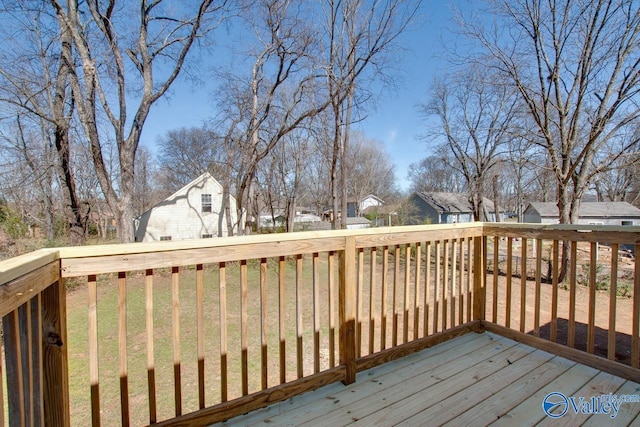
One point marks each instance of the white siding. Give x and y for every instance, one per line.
x=180, y=216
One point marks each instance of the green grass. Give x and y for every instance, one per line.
x=163, y=344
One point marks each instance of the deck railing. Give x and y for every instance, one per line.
x=190, y=333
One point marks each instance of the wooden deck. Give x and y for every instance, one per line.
x=475, y=379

* _Set problem_
Rescale the lines above, starting with the line containing "One point marks each instance of the green" and going on through the last line, giving each request again with its answer. Multiply every coordinate in the answers by 0.85 and round to whole numbers, with halves rounded up.

* _Exercise output_
One point marks each instance of the green grass. Give x and y for every instance, one per line.
x=139, y=292
One point marks each instance of the deck railing. Give x and y for every instance, one per line.
x=162, y=283
One point marks each instance of the wooden deck. Give x and y for every instance, one per line.
x=404, y=322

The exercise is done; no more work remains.